__Excerpts of labeled region data__
▽
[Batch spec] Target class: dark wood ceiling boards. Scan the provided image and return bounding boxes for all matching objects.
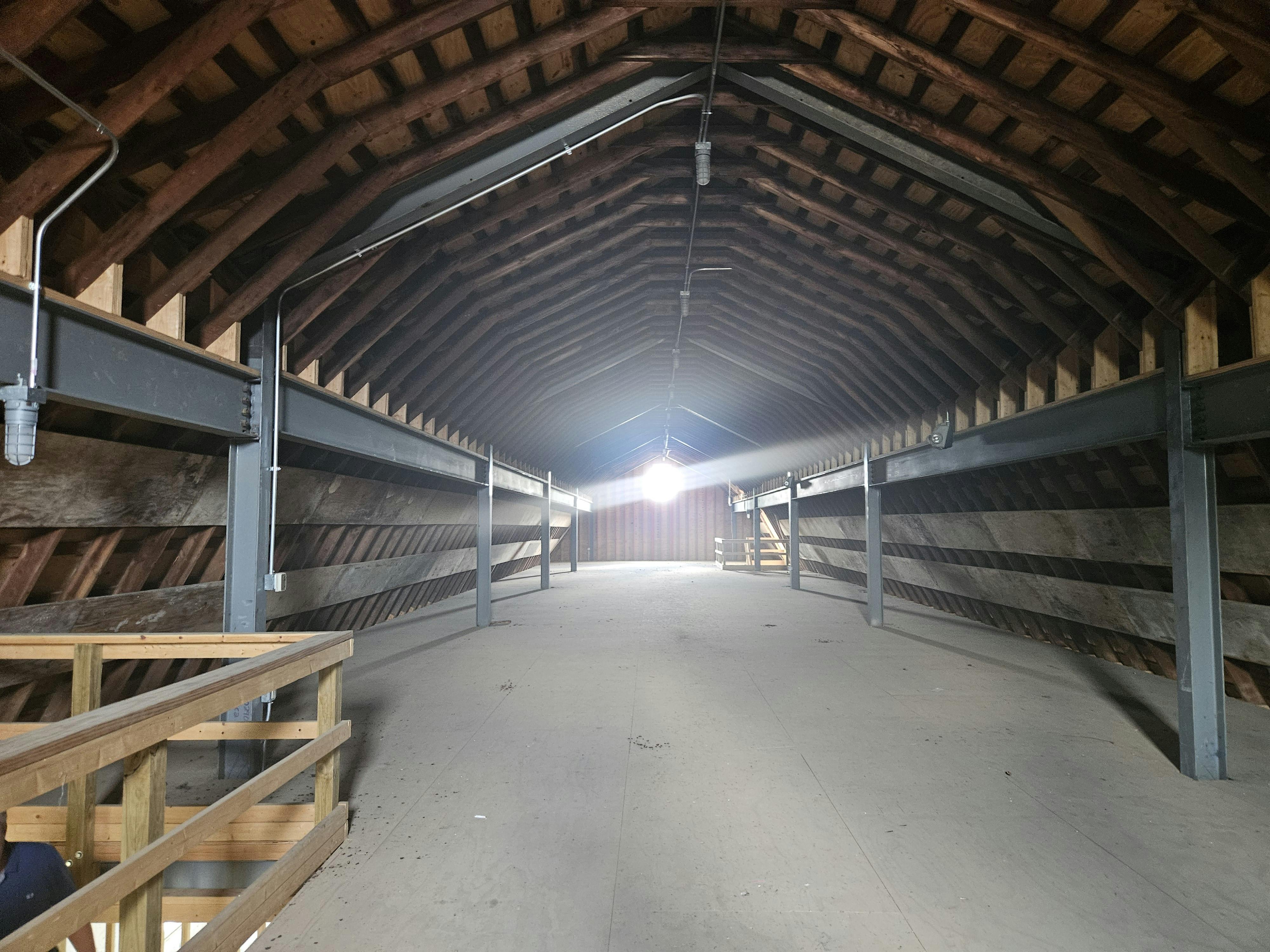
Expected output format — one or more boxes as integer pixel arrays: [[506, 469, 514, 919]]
[[0, 0, 1270, 480]]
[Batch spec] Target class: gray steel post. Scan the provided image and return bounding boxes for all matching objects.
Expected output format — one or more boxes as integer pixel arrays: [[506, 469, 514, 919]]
[[786, 473, 803, 590], [569, 506, 578, 572], [1161, 327, 1226, 781], [476, 447, 494, 628], [754, 486, 763, 572], [864, 444, 883, 628], [217, 324, 276, 778], [538, 472, 551, 589]]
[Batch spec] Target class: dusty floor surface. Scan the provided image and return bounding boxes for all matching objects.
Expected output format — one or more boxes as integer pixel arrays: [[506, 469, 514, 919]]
[[253, 562, 1270, 952]]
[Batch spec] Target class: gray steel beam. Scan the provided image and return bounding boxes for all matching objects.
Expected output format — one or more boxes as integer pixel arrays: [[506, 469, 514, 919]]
[[217, 326, 274, 779], [1161, 326, 1226, 781], [786, 473, 803, 592], [719, 63, 1086, 251], [293, 66, 710, 281], [538, 472, 551, 590], [1186, 362, 1270, 446], [282, 377, 481, 484], [753, 493, 763, 572], [0, 279, 591, 503], [569, 509, 578, 572], [476, 447, 494, 628], [0, 281, 258, 439], [733, 364, 1179, 512], [862, 444, 883, 628]]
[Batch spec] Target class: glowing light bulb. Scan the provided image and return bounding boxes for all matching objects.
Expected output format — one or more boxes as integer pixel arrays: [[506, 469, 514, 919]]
[[644, 462, 683, 503]]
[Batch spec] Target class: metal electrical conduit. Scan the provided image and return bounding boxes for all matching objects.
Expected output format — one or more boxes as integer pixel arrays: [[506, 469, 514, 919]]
[[0, 47, 119, 466], [264, 93, 706, 592]]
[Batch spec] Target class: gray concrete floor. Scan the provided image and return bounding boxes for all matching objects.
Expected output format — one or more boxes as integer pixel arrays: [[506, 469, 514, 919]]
[[254, 562, 1270, 952]]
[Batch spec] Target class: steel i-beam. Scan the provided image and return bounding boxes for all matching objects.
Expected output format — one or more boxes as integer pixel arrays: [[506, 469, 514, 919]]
[[1161, 327, 1226, 781], [569, 509, 578, 572], [862, 443, 883, 628], [785, 473, 803, 592], [217, 325, 277, 779], [754, 486, 763, 572], [476, 447, 494, 628], [538, 472, 551, 590]]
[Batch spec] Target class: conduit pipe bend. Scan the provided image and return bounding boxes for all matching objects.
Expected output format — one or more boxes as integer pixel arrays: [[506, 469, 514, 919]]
[[264, 93, 714, 592], [0, 47, 119, 466]]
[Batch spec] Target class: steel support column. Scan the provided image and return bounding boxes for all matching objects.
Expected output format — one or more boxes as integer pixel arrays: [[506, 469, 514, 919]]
[[569, 509, 578, 572], [538, 472, 551, 589], [217, 324, 276, 778], [476, 447, 494, 628], [753, 487, 763, 572], [785, 473, 803, 592], [864, 444, 883, 628], [1161, 327, 1226, 781]]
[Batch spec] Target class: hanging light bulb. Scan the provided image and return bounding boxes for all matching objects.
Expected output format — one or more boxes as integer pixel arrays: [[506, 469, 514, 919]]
[[0, 374, 44, 466], [693, 142, 710, 185], [644, 459, 683, 503]]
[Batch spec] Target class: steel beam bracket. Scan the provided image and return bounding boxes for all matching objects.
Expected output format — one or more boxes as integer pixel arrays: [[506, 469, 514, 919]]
[[240, 380, 260, 439], [930, 419, 952, 449], [0, 377, 48, 406], [1182, 381, 1208, 444]]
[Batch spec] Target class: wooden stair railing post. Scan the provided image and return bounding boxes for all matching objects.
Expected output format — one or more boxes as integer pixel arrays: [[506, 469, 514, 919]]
[[66, 644, 102, 886], [119, 740, 168, 952], [314, 661, 344, 824]]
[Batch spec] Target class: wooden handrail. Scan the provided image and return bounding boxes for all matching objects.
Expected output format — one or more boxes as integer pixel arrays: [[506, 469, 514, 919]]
[[0, 631, 325, 661], [0, 631, 353, 810], [0, 631, 353, 952], [0, 721, 352, 952], [0, 721, 318, 740]]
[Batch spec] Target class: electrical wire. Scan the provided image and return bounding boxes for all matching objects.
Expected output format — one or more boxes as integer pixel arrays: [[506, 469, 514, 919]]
[[662, 0, 732, 459], [267, 91, 714, 584]]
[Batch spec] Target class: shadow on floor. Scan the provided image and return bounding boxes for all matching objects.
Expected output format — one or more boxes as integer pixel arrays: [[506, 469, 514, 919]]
[[1085, 659, 1181, 767], [801, 589, 1180, 767], [344, 627, 480, 680]]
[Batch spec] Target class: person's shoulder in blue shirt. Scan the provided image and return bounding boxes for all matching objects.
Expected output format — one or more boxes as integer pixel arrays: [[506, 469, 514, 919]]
[[0, 812, 97, 952]]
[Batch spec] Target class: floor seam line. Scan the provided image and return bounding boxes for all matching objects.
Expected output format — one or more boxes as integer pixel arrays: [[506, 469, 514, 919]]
[[1011, 778, 1240, 946], [283, 649, 546, 938], [605, 664, 639, 952], [745, 668, 926, 948]]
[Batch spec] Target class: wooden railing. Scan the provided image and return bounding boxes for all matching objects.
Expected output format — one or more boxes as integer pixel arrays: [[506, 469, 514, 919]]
[[0, 631, 353, 952], [715, 537, 789, 569]]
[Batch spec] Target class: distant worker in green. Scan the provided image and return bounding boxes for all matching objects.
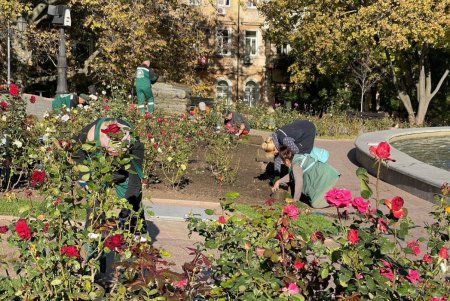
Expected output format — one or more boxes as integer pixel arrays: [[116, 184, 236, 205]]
[[52, 94, 89, 111], [136, 60, 158, 113]]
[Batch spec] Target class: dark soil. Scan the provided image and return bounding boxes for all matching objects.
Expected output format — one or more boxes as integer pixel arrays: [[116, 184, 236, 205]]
[[144, 142, 271, 204]]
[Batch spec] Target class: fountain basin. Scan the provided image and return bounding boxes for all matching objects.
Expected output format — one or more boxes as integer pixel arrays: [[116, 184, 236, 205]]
[[355, 127, 450, 202]]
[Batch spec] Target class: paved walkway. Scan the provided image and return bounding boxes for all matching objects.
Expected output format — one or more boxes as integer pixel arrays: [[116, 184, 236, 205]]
[[6, 100, 440, 271]]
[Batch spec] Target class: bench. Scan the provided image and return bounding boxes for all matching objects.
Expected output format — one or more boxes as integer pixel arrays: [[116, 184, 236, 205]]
[[345, 111, 387, 119]]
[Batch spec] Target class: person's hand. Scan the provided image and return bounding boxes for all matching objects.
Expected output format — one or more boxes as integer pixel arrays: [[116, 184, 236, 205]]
[[272, 180, 280, 192]]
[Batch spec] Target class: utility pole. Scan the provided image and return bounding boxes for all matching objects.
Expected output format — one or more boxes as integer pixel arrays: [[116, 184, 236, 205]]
[[56, 27, 69, 95], [6, 21, 11, 85], [47, 5, 72, 95]]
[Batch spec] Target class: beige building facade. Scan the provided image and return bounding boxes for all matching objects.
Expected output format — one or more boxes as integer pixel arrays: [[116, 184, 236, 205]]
[[187, 0, 286, 106]]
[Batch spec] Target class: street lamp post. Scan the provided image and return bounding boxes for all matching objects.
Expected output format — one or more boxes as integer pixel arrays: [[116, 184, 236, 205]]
[[56, 27, 68, 95], [47, 5, 72, 95], [6, 16, 27, 85]]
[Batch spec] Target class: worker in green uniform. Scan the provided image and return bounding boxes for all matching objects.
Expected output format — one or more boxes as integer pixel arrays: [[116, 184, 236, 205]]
[[272, 145, 341, 208], [52, 94, 89, 111], [136, 60, 158, 113]]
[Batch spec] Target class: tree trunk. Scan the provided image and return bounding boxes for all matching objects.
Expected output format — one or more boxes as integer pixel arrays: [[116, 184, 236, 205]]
[[397, 91, 416, 125], [415, 69, 449, 125]]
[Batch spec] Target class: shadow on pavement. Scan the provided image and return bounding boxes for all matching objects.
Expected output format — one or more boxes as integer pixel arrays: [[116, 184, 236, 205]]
[[145, 220, 160, 243], [347, 147, 361, 167]]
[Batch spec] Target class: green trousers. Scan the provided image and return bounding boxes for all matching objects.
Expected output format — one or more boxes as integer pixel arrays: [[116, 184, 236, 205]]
[[136, 87, 155, 113]]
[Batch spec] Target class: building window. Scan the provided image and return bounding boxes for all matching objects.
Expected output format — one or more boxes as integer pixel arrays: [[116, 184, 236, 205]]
[[216, 80, 231, 104], [216, 29, 231, 55], [247, 0, 257, 8], [245, 30, 258, 55], [277, 43, 291, 54], [244, 80, 259, 107], [217, 0, 231, 6]]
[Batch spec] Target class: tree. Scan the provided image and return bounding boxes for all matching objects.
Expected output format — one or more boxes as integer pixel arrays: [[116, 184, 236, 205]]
[[260, 0, 450, 125]]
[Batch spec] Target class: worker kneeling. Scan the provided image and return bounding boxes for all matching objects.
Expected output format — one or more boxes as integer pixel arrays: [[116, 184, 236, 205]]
[[272, 146, 340, 208]]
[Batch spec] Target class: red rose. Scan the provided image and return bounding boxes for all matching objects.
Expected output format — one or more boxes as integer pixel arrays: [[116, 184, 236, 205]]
[[101, 123, 120, 134], [369, 142, 395, 161], [31, 170, 45, 187], [377, 217, 387, 233], [311, 231, 325, 243], [276, 227, 294, 241], [264, 198, 275, 206], [283, 205, 299, 220], [352, 196, 370, 214], [16, 219, 33, 240], [408, 240, 420, 256], [438, 247, 448, 259], [9, 84, 19, 97], [347, 229, 359, 245], [384, 196, 406, 219], [104, 234, 123, 251], [325, 187, 352, 208], [42, 223, 50, 232], [406, 269, 420, 284], [423, 254, 433, 264], [174, 279, 187, 289], [60, 246, 80, 258]]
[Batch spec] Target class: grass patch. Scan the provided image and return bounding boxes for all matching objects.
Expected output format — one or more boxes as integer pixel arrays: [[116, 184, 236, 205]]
[[236, 204, 336, 236], [0, 198, 86, 220]]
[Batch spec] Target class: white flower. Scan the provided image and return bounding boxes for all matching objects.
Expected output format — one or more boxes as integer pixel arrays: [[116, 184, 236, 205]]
[[13, 139, 22, 148], [439, 260, 448, 274]]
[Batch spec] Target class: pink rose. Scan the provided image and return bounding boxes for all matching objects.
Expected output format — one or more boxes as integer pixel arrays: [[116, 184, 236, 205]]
[[325, 187, 352, 208], [406, 269, 420, 284], [377, 217, 387, 233], [408, 240, 420, 256], [352, 196, 370, 214], [369, 142, 395, 161], [347, 229, 359, 245], [174, 279, 187, 289], [9, 84, 19, 97], [217, 215, 227, 225], [281, 282, 299, 296], [294, 260, 305, 271], [438, 247, 448, 259], [283, 205, 299, 220], [423, 254, 433, 264]]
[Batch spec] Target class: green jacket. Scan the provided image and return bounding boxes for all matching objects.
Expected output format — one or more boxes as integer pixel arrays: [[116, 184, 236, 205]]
[[52, 94, 74, 111], [136, 64, 158, 89]]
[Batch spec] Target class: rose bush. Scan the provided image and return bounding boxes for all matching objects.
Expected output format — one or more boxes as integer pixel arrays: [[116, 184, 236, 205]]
[[188, 144, 450, 300]]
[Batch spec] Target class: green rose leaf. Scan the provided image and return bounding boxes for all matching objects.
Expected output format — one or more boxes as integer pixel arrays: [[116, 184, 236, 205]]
[[77, 165, 90, 172]]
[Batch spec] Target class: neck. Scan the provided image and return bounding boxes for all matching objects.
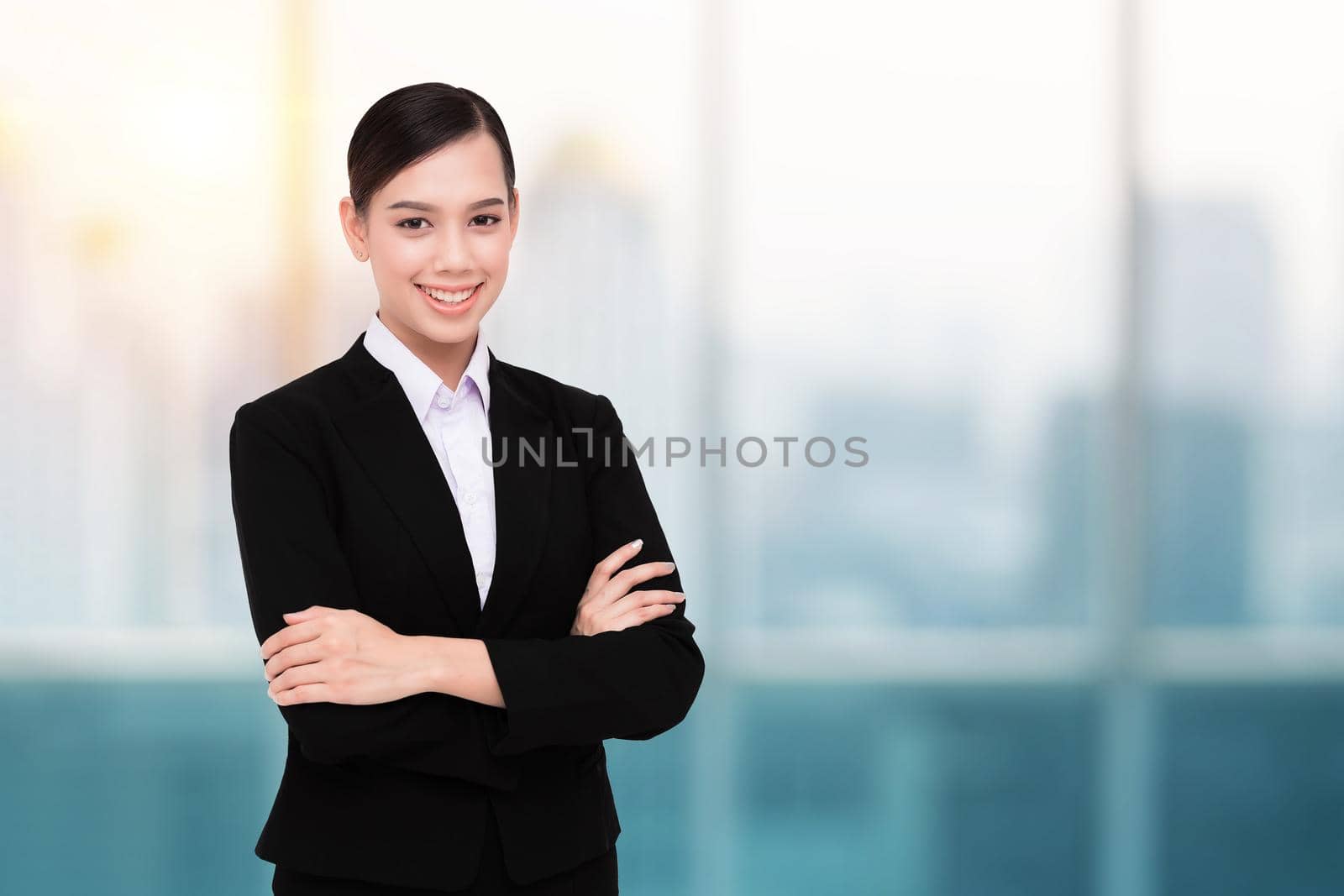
△
__Instructions for the task__
Output the lines of the listing above between the line containing "[Batch spec] Target class: gray steel post." and the line containing "[[253, 562, 1270, 952]]", inclusive, reproducing them verbatim.

__Result of this exercise__
[Batch spec] Target class: gray steel post. Scan the provided image and return bounding boxes for all matching objects.
Expected output format — one or more boxes as integer pixel arrays: [[506, 469, 514, 919]]
[[786, 473, 803, 590], [569, 506, 578, 572], [1161, 327, 1226, 781], [476, 447, 494, 628], [754, 486, 763, 572], [864, 444, 883, 628], [217, 324, 276, 778], [538, 472, 551, 589]]
[Batch spec] Target class: dusty floor surface. Scan the provided image and return bounding boxes for all matching objects.
Expected output format — one or more boxes as integer pixel arrays: [[506, 469, 514, 919]]
[[253, 562, 1270, 952]]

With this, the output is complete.